GIVEN ENTRIES:
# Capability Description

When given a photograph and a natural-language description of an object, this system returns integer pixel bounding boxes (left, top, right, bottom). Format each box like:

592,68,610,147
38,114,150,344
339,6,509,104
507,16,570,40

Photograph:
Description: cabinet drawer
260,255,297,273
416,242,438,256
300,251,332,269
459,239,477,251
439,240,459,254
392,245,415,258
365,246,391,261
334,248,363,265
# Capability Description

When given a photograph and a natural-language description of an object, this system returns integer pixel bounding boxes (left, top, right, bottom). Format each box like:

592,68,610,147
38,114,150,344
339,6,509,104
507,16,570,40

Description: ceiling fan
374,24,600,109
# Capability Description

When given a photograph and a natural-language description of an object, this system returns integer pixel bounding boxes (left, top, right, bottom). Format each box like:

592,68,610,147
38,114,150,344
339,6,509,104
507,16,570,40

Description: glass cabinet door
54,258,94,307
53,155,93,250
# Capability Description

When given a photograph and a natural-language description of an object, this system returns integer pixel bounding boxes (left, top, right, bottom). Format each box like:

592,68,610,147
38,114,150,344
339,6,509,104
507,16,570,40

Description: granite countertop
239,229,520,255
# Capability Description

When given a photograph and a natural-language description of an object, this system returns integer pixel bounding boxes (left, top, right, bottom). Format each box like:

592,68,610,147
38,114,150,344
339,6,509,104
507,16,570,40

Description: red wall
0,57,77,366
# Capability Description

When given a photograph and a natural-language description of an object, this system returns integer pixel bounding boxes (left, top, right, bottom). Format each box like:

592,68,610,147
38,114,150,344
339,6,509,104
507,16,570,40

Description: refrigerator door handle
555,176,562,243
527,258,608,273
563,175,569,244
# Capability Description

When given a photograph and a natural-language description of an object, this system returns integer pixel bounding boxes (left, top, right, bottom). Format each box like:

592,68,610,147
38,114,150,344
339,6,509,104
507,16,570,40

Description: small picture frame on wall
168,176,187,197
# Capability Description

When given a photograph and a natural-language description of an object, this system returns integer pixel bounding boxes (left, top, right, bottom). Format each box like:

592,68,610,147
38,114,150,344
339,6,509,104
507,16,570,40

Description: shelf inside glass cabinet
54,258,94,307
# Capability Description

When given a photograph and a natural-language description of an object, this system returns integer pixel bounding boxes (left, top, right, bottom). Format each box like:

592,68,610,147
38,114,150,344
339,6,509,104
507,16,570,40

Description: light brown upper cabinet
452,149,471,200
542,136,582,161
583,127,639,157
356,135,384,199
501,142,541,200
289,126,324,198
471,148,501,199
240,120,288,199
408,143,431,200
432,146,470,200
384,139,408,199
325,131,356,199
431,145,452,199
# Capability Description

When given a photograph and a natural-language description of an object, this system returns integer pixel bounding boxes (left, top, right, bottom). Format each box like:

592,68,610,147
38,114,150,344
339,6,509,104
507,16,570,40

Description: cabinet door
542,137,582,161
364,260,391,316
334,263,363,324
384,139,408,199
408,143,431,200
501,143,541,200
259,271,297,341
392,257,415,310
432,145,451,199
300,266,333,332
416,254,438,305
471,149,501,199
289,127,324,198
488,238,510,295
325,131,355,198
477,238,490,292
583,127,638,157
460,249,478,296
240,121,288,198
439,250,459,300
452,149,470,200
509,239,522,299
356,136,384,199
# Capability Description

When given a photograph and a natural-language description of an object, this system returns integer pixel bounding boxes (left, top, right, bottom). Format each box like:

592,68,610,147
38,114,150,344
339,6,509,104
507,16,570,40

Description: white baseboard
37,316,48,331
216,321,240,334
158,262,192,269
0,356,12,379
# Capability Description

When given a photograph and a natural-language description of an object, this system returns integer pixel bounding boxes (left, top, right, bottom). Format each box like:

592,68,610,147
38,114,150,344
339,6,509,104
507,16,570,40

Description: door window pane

THE PROBLEM:
Using the exact wording, write out all of the records.

ANSWER FOR THE TASK:
# Capability Description

When given a photograph and a natural-language description of an object, this system returns integer pixel bounding boxes (left, top, right, bottom). Format each box like:

592,68,610,147
38,114,150,344
339,6,509,104
507,16,570,40

Photograph:
Description: cabinet drawer
260,255,297,273
416,242,438,256
300,251,332,269
459,239,477,251
439,240,459,254
392,245,415,258
365,246,391,261
334,248,363,265
# Capability Description

When given a photograph and a natural-language description of an object, this system returns integer pixel bounding boxes (left, top, right, bottom). Format each box like:

592,68,610,147
38,114,150,344
339,6,509,104
507,16,570,40

Description: ceiling fan
374,24,600,109
# Capability Description

When given a photograph and a natural-language description of an object, this system returns integer pixel bounding boxes (left, top, right, bottom). Format each box like:

592,68,610,147
38,114,150,344
339,6,509,104
507,16,570,40

Description: glass cabinet door
54,258,94,307
53,155,93,250
# Capability Description

When given a photograph and a natural-language description of an object, this system returns integer pixel bounding boxes (left, top, right, bottom). Format each box like:

592,68,610,147
38,114,150,344
339,6,509,104
507,16,570,40

Description: granite countertop
239,229,520,255
# Capability Description

When given a photograph and a natural-language description of an object, this system returns integer pixel bounding boxes (left, top, right, bottom). Format each box like:

592,68,610,147
38,114,150,344
339,6,509,104
507,16,570,40

Description: red wall
0,57,77,366
# Capability Description

When given a photograph and a natural-language description of an object, this system returns integer pixel bounding boxes (left, top, right, bottom). Format each box like:

592,68,610,147
38,114,150,344
339,6,509,104
507,16,570,40

Description: refrigerator door handle
555,176,562,243
527,258,608,273
563,175,569,244
# Capability Description

When given a photograph and a natural-language description of an object, this system returns integer pixel bounding boxes (left, top, right, bottom). Format each box like:

592,68,610,147
38,114,150,344
339,6,509,104
507,16,570,40

Description: small picture frame on wall
168,176,187,197
# Capability Description

When given a photograph and a natural-language description of an object, this system returns integer pixel bounding boxes (left, top, right, bottom). Format each box like:

592,68,610,147
38,114,150,344
339,6,509,104
507,16,570,40

Description: shelf inside glass cabinet
54,258,94,307
# Capability Description

When given a photograph and a natural-language description of an object, this system returns integer pixel bounding boxes (left, top, right, bottom). Format each box like:

592,68,610,147
38,114,150,344
339,6,509,104
507,16,570,40

Description: light brown upper cabinet
452,149,471,200
542,136,582,161
583,127,639,157
356,135,384,199
501,142,541,200
289,126,324,198
471,148,501,199
240,120,288,199
408,143,431,200
432,146,470,200
384,139,408,199
325,131,356,199
431,145,452,199
# Capability Description

When given a photograph and a natural-language description of an object, this system returns integer pixel bounding boxes (left, top, right, bottom). Format each box like:

592,68,610,147
38,114,150,344
339,6,509,104
507,16,570,40

Description: cabinet door
542,137,582,161
364,260,391,316
334,263,363,324
384,139,408,199
408,143,431,200
501,143,541,200
259,271,297,341
392,257,415,310
432,145,451,199
300,266,333,332
416,254,438,305
471,149,501,199
289,127,324,198
488,238,510,295
325,131,355,198
477,238,490,292
583,127,638,157
460,249,478,296
240,121,288,198
439,250,459,300
452,149,470,200
509,239,522,299
356,136,384,199
# Capability Description

When given a photograph and a natural-language description of an object, this system returns integer pixel bounding boxes (left, top, right, bottom). Format each box like:

592,68,610,147
38,114,150,344
339,6,509,104
507,16,570,40

Description: white baseboard
37,316,48,331
216,321,240,334
158,262,192,269
0,356,12,379
# Capability Description

When given a photograph and a natural-language description of an object, this system returns integer pixel bounding boxes (left, top, right, bottom). Format each box like:

592,68,610,147
38,114,150,344
339,6,509,104
507,16,570,40

Description: door window pane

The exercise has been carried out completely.